_Objective 1_
Return every line of the records that contains the word "water".

_Text block_

______________________________

By Noah Feldman Bloomberg View

Published May 18, 2016

 Delaying execution is cruel and unusual?

Justice Stephen Breyer is against the death penalty --- but not because it's morally wrong. He briefly reiterated his arguments when dissenting from the court's refusal to hear a California death row inmate's case.

First, he said the death penalty may be unconstitutional in California because it's applied arbitrarily and unreliably. Those are plausible and unremarkable arguments. They no doubt appeal to the technician in Breyer, who believes that government should do things pragmatically and correctly.

But his third reason was most striking. Following a view he has held since the 1990s, Breyer argued that the death penalty is unconstitutional because it takes too long for condemned inmates to be put to death.

The claim that death delayed is worse than death itself is a particularly shocking one because it's the converse of arguing that taking a human life before its natural endpoint is fundamentally immoral. Instead, the view asserts that death must be administered quickly after sentencing to avoid the convicted person living on many years in prison -- even if that person wants to live as long as possible.

Make no mistake: In every case where an inmate has been on death row for many years, it's by choice. In the case the defendant had been on death row for 32 years. That's the result of numerous appeals by his lawyers, and numerous delays in hearing those appeals by state and federal courts.

A defendant who wants to die can skip the appeals, like Timothy McVeigh, the Oklahoma City bomber, who waived his appeals and was executed expeditiously.

The judges who hear capital appeals understand all this perfectly well. They could put death penalty cases on the top of the docket. But they don't, at least in part because they know that every day of delay is another day of life for the defendant. It's one of the persistent facts about the death penalty that almost every person who is sentenced to die chooses to fight the sentence.

In theory, it's easy to say you'd rather be executed than spend your life in prison. That sentiment is a stock line in television and film.

And I confess that I share it - or at least I think I do. But no matter how powerful the thought, the empirical evidence suggests that, when push comes to shove, the human instinct to live another day is overwhelming. That's why so-called volunteers such as McVeigh are vanishingly rare in our legal system.

If the defendant could choose to die at any moment, but instead wants to live, then how, exactly, can Breyer argue that delaying death is itself a ground to hold the death penalty unconstitutional?

The argument was first addressed by Justice John Paul Stevens in a 1995 opinion called Lackey v. Texas. Stevens suggested that too long a delay on death row might transform the death penalty into a form of cruel and unusual punishment.

To understand the argument, we need to recall the nature of cruel and unusual punishment under the Eighth Amendment. The premise of the constitutional provision is that certain forms of punishment, including death itself, are permissible. Others, however, are excessively cruel or unusual in the sense of being outside the normal range of Anglo-American penal practice.

Following that logic, the court has occasionally -- arbitrarily, if you will -- found certain methods of punishment to violate the Eighth Amendment. Because the words "cruel and unusual" are flexible rather than specific, the court's jurisprudence has reflected changing social mores. Today, hanging seems cruel and unusual; but to the Framers, it would've been utterly normal. No U.S. state uses the guillotine; but in revolutionary France in its day, it was considered the most humane and rapid form of capital punishment.

______________________________

Excerpts from a detection dataset
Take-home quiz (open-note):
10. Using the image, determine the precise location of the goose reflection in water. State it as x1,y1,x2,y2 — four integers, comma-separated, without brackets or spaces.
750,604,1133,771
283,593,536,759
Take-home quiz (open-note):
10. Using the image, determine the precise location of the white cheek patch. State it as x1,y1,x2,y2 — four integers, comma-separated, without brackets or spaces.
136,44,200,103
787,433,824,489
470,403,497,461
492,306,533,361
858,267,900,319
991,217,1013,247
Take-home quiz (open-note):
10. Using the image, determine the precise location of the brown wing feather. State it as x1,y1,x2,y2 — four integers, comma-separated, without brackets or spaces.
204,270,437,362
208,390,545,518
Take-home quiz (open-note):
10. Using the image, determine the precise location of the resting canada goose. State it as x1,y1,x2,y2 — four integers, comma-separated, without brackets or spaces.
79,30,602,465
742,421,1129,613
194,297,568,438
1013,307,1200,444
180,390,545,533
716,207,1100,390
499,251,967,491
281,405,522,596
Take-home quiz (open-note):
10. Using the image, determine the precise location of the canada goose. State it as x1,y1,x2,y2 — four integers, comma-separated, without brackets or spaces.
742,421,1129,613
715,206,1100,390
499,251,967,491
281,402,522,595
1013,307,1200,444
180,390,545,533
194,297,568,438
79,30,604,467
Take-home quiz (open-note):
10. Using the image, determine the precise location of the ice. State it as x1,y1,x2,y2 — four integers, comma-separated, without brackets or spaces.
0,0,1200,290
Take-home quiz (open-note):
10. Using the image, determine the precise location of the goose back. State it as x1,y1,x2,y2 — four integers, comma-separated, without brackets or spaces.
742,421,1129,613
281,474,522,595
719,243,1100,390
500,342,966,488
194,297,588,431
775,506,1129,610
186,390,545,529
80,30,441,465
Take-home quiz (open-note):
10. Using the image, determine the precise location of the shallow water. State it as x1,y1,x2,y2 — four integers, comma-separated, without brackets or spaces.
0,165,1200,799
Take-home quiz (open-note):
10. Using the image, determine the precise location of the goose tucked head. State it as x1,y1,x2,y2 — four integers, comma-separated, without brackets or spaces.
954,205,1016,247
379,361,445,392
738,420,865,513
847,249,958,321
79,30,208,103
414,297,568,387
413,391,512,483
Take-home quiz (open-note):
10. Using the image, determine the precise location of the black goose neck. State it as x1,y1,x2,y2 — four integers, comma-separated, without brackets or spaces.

______________________________

_Objective 2_
In the death penalty column, how many years had the defendant in the California case spent on death row?

_Written reply 1_
10. Using the image, determine the precise location of the goose reflection in water. State it as x1,y1,x2,y2 — four integers, comma-separated, without brackets or spaces.
10. Using the image, determine the precise location of the shallow water. State it as x1,y1,x2,y2 — four integers, comma-separated, without brackets or spaces.

_Written reply 2_
32 years.